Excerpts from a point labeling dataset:

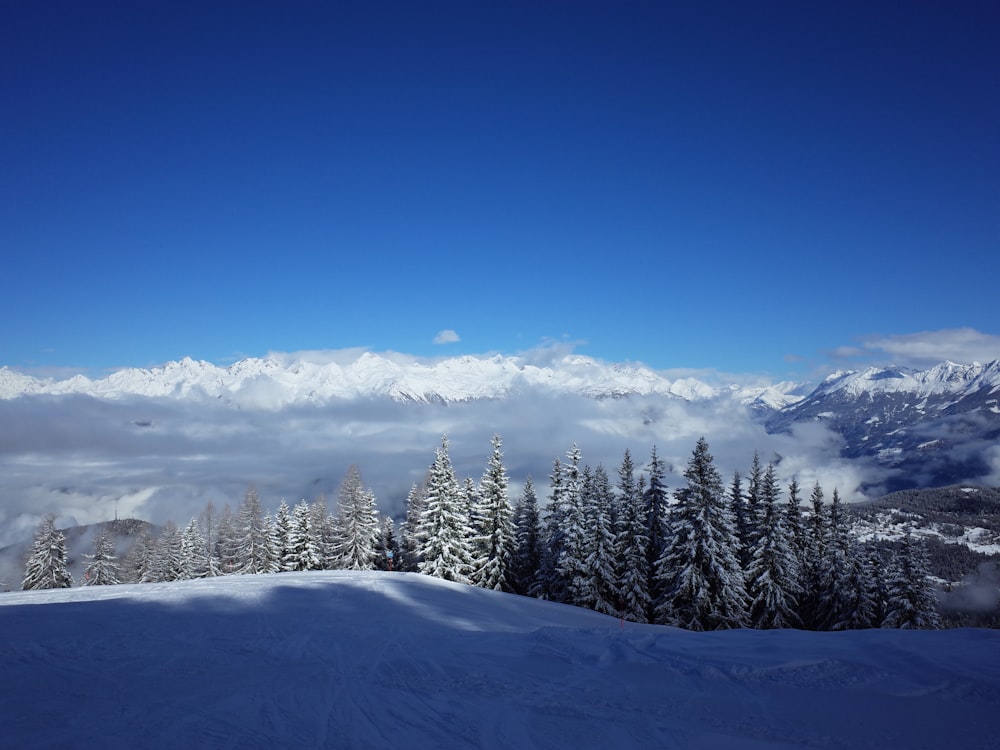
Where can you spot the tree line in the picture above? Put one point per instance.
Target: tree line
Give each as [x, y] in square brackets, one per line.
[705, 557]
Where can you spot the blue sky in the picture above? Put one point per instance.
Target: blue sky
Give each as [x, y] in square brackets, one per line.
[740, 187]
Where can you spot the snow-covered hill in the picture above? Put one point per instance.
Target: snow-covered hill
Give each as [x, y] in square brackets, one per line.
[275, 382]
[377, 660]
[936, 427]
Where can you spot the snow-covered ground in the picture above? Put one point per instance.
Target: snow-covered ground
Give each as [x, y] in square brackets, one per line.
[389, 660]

* * *

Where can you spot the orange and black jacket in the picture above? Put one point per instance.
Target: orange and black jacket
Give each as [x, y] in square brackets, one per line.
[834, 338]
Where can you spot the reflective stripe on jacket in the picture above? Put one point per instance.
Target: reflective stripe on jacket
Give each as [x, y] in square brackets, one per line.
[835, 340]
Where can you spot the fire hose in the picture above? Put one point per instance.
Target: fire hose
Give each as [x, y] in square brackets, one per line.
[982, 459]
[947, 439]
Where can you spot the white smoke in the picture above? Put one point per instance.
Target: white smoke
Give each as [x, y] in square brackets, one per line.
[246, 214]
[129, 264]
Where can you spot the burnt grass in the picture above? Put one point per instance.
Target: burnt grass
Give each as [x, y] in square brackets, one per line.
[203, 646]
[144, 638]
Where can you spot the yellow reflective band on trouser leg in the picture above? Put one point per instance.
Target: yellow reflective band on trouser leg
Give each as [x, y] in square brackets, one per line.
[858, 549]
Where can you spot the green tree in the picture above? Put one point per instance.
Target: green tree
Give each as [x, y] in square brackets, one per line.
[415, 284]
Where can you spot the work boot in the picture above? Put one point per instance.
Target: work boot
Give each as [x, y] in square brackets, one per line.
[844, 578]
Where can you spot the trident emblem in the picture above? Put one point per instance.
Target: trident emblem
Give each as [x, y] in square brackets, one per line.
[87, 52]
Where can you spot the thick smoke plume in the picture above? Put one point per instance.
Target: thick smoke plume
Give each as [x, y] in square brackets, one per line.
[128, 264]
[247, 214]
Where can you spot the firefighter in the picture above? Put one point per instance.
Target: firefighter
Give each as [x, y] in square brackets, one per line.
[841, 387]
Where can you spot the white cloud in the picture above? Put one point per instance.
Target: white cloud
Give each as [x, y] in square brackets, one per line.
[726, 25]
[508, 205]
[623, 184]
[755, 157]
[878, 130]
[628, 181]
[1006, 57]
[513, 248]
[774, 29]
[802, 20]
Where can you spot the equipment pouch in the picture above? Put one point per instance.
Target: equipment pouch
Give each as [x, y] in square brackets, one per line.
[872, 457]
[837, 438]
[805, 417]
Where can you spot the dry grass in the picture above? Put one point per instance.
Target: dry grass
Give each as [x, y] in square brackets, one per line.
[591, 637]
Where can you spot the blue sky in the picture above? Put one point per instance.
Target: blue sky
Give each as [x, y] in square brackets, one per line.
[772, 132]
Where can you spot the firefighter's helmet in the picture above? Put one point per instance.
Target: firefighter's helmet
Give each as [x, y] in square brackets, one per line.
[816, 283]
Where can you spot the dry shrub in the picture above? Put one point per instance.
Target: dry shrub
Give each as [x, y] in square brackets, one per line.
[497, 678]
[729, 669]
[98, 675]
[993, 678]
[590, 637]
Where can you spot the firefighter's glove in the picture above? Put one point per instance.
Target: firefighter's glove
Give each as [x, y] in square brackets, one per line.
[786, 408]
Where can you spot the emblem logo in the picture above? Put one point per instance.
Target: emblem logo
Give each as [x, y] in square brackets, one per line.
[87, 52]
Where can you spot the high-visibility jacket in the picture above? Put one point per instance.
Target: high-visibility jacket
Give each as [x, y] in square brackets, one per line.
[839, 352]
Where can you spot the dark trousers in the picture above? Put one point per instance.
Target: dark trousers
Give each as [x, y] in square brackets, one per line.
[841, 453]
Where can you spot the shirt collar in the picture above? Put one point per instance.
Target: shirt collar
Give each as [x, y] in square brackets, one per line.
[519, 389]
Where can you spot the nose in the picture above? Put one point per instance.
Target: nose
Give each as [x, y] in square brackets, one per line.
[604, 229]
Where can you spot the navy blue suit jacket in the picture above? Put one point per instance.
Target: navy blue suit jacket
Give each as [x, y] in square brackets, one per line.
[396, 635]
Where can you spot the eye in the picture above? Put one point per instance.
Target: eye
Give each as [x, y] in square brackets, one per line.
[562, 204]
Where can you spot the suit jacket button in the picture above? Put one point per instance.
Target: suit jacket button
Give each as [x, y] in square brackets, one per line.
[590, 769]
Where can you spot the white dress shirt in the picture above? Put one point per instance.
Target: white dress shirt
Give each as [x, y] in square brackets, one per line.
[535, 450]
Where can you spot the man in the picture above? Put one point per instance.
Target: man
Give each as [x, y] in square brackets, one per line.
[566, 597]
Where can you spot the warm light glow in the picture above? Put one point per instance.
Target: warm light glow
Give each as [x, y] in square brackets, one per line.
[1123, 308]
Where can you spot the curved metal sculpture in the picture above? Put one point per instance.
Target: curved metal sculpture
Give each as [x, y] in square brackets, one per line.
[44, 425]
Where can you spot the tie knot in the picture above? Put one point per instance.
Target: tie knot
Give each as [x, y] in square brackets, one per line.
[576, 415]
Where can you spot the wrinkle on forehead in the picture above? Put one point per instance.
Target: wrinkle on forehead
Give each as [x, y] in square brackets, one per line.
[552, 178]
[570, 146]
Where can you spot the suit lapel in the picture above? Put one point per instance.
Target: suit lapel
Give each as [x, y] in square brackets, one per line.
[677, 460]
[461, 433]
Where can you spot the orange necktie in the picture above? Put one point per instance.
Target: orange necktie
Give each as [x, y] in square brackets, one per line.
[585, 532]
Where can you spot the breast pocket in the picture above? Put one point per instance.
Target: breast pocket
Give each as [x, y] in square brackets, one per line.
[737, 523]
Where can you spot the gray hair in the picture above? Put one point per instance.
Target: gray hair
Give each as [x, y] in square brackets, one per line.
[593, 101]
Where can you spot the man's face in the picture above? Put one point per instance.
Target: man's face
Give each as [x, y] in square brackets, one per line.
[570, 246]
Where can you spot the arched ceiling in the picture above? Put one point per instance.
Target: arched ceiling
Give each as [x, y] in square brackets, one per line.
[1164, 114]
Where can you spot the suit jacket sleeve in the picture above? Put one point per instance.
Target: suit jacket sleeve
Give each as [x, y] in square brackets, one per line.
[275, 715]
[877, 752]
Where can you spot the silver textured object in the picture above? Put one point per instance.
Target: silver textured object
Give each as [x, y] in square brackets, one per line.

AIM: Count the lines in the items above that contain the string "dark", treating uppercase and lowercase as different. Reply with the number only.

EXERCISE ANSWER: 2